Recorded data:
■ ■ ■

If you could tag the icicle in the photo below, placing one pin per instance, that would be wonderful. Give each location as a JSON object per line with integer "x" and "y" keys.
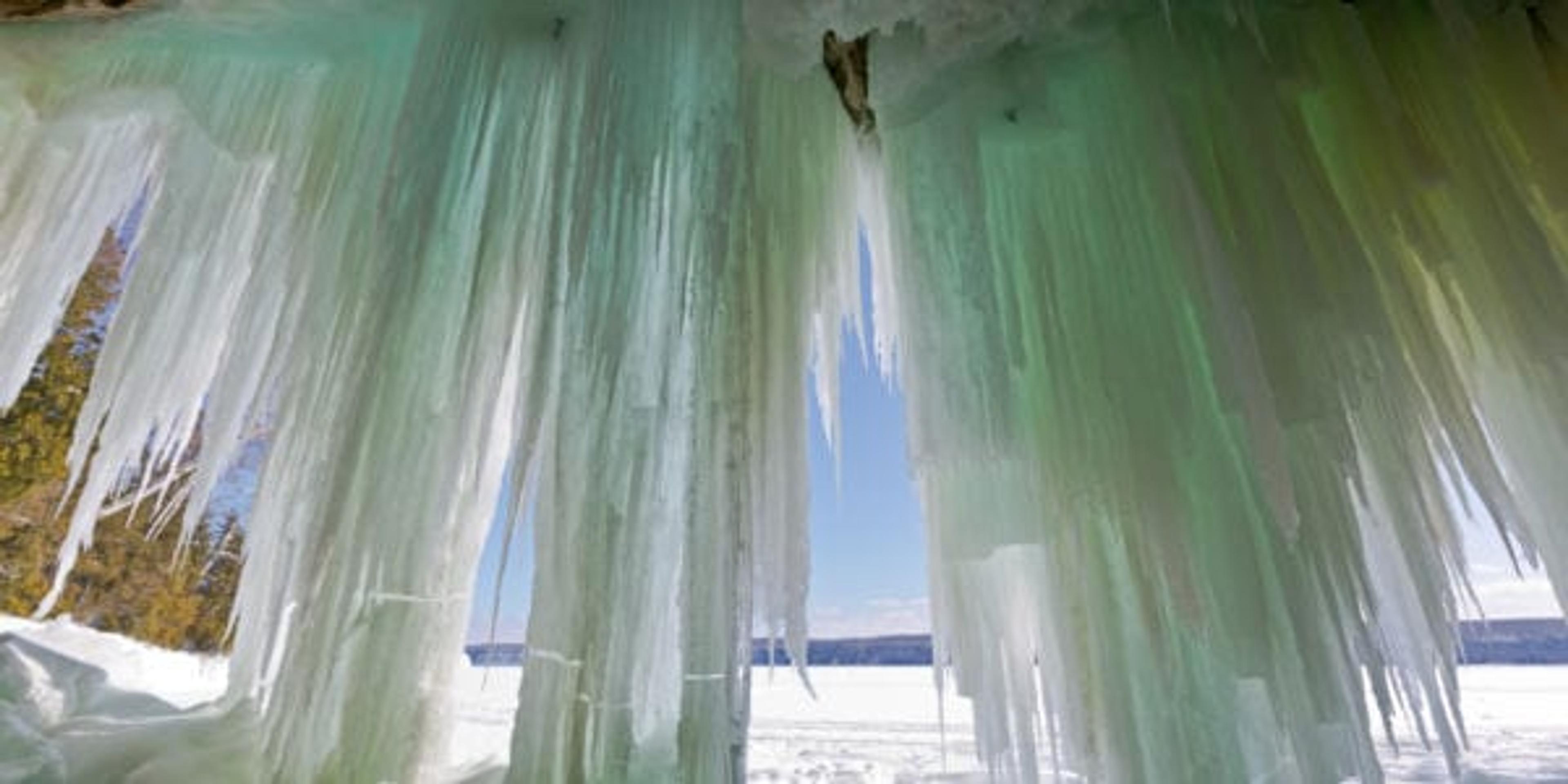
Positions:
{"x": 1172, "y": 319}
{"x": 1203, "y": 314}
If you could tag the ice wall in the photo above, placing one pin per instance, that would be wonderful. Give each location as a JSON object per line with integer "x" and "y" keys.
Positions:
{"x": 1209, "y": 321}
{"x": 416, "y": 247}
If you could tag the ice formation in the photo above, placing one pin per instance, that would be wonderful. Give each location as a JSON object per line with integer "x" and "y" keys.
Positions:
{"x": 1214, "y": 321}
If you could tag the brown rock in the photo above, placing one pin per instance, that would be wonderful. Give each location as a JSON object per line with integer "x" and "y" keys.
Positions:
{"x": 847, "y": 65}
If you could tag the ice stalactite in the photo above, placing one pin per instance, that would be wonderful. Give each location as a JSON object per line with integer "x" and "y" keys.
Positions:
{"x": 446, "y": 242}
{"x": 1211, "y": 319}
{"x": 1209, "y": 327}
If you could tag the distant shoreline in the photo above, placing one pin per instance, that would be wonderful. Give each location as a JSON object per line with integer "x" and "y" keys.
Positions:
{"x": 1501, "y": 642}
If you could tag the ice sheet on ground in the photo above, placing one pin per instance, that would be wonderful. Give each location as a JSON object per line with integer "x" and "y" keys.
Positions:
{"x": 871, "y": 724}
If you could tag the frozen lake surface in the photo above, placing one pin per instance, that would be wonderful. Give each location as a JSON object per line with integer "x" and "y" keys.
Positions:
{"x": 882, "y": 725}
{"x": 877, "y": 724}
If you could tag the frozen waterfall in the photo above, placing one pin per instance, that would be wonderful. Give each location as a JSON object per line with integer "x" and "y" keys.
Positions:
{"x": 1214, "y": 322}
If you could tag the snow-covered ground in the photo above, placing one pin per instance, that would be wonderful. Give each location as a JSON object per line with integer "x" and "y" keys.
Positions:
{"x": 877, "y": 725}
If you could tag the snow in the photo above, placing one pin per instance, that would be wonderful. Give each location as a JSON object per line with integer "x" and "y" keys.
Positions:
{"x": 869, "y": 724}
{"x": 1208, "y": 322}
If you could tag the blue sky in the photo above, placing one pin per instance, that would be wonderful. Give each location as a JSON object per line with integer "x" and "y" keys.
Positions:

■ ■ ■

**About this exercise**. When you repeat the records, reproduce each line exactly and drop the images.

**The completed task**.
If you could tag the icicle in the photo below, placing one pin per instance, that would be wonderful. Give each location as a JSON object per line with integer "x" and "y" keys.
Positions:
{"x": 1172, "y": 319}
{"x": 1203, "y": 314}
If you could tag the ice wall in the photo above, placing one pin per instance, that would be wonderful. Give each location as a JSON object per line with integer "x" and "y" keys.
Positions:
{"x": 1209, "y": 321}
{"x": 416, "y": 247}
If you could tag the ice formation in the photo above, placing one pin per instance, that would be wonderful. Give each location as a JSON object per line with integer "x" and "y" keys.
Positions:
{"x": 1214, "y": 321}
If you could tag the brown rock in the photo above, placing one pin per instance, that would be wonderful. Give each location as a JSON object per line with integer "x" and "y" keys.
Positions:
{"x": 847, "y": 65}
If you could tag the ice stalactite in the photo above, placing one pin per instance, that would be wonderful. Give each location as a JSON object per line with integer "x" and "y" keys.
Positions:
{"x": 446, "y": 242}
{"x": 1211, "y": 319}
{"x": 1209, "y": 327}
If you could tag the distant shoreline in the photo above, placing one pin per instance, that would be wonderful. Give each location as a JSON object per line with integer "x" and "y" keys.
Positions:
{"x": 1501, "y": 642}
If you could tag the ice sheet on ground in the photo above, placing one pin per instance, that would be wonderful. Give each location as a JSON object per line with integer "x" and "y" keys.
Positions:
{"x": 871, "y": 724}
If you could tag the frozen lake surface in the photo above, placing one pin per instance, that would be wonderful. Give each location as a JSON object per line with integer "x" and "y" keys.
Positions:
{"x": 882, "y": 725}
{"x": 877, "y": 724}
If you could tag the frozen waterfall in the photo above, placing one pin per instance, that would be wonderful. Give each location as a JSON object per line with integer "x" and "y" keys.
Positions:
{"x": 1214, "y": 322}
If you could tag the snow-covered ground in the photo above, placing one pin per instance, that would be wonderful. Give each location as a JSON object per line with integer "x" and "y" keys.
Positions:
{"x": 877, "y": 725}
If you could tag the snow in the photo above, placing one pin per instance, that would be wonderful. Give each location as a JSON object per line with integer "x" and "y" keys.
Positions:
{"x": 869, "y": 724}
{"x": 1208, "y": 322}
If you could tag the blue sky in the photo above, placing one pin per instance, that would be wonderful. Give each location as a JSON object per line with integer "x" and "y" keys.
Positions:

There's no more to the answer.